══ PAGE EXCERPT
Moreover: “Government Ministers may talk about the importance of human rights, but UK bombs and fighter jets have been absolutely central to the bombardment. Thousands have died yet the message sent out by the UK government is that their lives are less important than arms company profits.”
In January 2016, Law firm Leigh Day, representing CAAT, issued a pre-action protocol letter for judicial review challenging the government’s decision to export arms to Saudi Arabia despite increasing evidence that Saudi forces are violating international humanitarian law in Yemen. CAAT is expected to make further announcements on the status of the legal action in the coming weeks.
Whilst Saudi Arabia is Britain’s largest customer for weapons, a recent study by Opinium LLP for CAAT found that 62% of UK adults oppose arms sales to Saudi Arabia, with only 16% supporting them.
UK exports of armaments to Saudi increased by over 11,000 percent in just a three month period last year, with David Cameron, when queried in this trade in death ever repeating his delusional mantra that: “We have some of the most stringent arms control procedures of any country in the world.”
Ironically, as Amnesty pints out:
“the UK was a leading light in the creation of the Arms Control Treaty (2014), an important international law designed to eliminate arms sales that fuel human rights abuse. When the UK signed on the dotted line of the treaty in April 2014 Foreign Secretary William Hague stated it would ‘make the world safer, by placing human rights and international humanitarian law at the heart of decisions about the arms trade.’ ” (3)
Meanwhile, as the illegal bloodbath continues in Yemen, William Hague’s successor, Philip Hammond, who, incredibly, appears even more intellectually challenged than his predecessor, states that he is relying on Saudi Arabia to investigate their own carnage, deaths and detonations of International Humanitarian Laws, Human Rights, the Rights of the Child, the Geneva Convention – but then, after the Balkans, Afghanistan, Iraq, Libya, Syria, and arms sales, Britain is hardly in any position to take any high moral ground.
Incidentally, when then Secretary of State James Baker promised to reduce Iraq to a “pre-industrial age” in 1991, the onslaught was called “Operation Desert Storm”, the Saudis have named their equivalent in Yemen “Operation Decisive Storm.” In Latin, Yemen, one of the oldest centres of civilization in the Near East, was called Arabia Felix: “Fortunate Arabia”, or “Happy Arabia.” Response to some ironies can only be to weep.
════
* [WHAT THIS EXERCISE ASKS]:
• a. Translate this sentence from the excerpt on UK arms sales to Saudi Arabia into Spanish: "Whilst Saudi Arabia is Britain's largest customer for weapons, a recent study by Opinium LLP for CAAT found that 62% of UK adults oppose arms sales to Saudi Arabia, with only 16% supporting them."
• b. Using the excerpt on UK arms sales to Saudi Arabia, answer these questions:
(i) In what month and year did Leigh Day issue a pre-action protocol letter for judicial review on behalf of CAAT?
(ii) By how much did UK exports of armaments to Saudi Arabia increase in a three-month period last year?
(iii) What name did the Saudis give their operation in Yemen?
══ DATA SHOWN
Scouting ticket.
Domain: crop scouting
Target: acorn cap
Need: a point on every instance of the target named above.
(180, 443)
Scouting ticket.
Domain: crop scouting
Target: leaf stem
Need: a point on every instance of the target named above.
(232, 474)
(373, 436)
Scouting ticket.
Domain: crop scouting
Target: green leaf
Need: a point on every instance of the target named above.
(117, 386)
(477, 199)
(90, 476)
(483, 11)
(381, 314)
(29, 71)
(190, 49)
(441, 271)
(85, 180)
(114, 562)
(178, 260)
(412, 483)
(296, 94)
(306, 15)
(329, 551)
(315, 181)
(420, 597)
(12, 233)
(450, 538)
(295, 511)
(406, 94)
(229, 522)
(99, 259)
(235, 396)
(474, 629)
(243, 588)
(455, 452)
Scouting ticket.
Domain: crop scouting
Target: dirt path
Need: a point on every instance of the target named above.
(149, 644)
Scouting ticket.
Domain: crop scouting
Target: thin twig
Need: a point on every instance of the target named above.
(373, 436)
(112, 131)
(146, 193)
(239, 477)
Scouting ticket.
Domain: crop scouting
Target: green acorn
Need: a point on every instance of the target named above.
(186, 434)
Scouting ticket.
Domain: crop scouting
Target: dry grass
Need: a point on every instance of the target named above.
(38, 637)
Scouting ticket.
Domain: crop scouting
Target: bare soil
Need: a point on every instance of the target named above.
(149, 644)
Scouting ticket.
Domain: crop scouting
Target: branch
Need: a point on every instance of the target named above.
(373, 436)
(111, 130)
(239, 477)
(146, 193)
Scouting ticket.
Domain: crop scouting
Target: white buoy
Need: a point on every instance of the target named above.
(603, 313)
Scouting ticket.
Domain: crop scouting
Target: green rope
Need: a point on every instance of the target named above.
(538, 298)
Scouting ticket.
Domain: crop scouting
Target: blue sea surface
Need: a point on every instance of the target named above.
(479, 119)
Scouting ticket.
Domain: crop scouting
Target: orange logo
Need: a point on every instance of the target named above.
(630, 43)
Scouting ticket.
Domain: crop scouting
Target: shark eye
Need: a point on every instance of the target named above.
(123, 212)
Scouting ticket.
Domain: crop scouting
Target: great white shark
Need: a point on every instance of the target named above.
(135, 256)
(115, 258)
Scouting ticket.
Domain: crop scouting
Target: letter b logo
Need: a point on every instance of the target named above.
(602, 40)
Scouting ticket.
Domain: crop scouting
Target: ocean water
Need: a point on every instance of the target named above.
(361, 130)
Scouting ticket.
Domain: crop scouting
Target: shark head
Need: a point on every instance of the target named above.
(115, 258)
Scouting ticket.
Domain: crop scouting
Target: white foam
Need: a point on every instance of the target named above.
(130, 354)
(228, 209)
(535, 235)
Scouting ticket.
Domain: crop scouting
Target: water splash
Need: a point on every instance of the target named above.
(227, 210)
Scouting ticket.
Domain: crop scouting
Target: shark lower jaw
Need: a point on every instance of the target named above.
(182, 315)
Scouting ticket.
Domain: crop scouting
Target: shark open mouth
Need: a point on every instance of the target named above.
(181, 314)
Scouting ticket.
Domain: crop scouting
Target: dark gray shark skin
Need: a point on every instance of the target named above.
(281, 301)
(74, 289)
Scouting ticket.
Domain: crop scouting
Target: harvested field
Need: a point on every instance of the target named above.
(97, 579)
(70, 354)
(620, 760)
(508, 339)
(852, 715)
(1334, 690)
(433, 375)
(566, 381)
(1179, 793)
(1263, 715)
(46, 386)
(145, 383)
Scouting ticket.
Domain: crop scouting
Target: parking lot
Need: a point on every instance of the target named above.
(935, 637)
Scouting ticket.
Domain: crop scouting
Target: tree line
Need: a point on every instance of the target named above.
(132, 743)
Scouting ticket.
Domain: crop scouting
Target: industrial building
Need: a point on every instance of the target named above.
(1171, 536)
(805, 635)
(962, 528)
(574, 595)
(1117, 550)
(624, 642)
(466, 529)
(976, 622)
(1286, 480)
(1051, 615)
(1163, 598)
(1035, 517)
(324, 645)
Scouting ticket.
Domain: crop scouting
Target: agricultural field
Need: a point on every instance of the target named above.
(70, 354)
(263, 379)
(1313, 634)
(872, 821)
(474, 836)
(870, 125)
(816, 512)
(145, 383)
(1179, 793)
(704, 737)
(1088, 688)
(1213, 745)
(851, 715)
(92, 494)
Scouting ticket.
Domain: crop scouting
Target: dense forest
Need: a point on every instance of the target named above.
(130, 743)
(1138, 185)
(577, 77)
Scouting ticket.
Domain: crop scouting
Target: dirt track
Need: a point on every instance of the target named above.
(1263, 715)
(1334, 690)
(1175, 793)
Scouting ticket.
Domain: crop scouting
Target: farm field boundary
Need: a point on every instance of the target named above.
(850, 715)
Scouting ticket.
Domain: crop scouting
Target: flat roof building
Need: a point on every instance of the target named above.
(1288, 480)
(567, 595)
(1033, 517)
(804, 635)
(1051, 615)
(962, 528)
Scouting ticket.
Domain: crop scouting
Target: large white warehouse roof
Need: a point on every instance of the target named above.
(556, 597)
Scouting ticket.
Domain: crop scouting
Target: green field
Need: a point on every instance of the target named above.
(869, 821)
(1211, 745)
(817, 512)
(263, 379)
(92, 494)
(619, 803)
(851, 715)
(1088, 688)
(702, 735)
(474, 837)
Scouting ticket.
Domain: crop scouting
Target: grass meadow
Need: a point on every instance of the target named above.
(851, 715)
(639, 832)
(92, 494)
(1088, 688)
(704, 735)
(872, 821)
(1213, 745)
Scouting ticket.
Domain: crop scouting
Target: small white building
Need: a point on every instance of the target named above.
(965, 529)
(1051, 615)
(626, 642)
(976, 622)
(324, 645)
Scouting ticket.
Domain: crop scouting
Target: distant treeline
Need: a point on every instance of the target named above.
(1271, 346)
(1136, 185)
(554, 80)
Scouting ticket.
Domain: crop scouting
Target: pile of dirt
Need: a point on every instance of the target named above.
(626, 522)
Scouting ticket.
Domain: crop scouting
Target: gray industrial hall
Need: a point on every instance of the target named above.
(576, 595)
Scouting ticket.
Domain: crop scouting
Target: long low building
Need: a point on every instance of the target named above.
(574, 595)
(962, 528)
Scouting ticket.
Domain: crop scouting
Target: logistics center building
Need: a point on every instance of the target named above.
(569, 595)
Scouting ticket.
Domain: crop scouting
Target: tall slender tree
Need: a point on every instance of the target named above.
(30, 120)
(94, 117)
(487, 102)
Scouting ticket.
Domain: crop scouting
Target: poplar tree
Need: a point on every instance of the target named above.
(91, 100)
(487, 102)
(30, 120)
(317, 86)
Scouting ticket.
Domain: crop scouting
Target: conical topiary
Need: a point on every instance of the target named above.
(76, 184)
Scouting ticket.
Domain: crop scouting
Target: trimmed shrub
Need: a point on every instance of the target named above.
════
* [REPLIES]:
• a. Si bien Arabia Saudí es el mayor cliente de armas de Gran Bretaña, un estudio reciente realizado por Opinium LLP para CAAT reveló que el 62 % de los adultos del Reino Unido se opone a la venta de armas a Arabia Saudí, y que solo el 16 % la apoya.

• b.
(i) January 2016
(ii) By over 11,000 percent
(iii) Operation Decisive Storm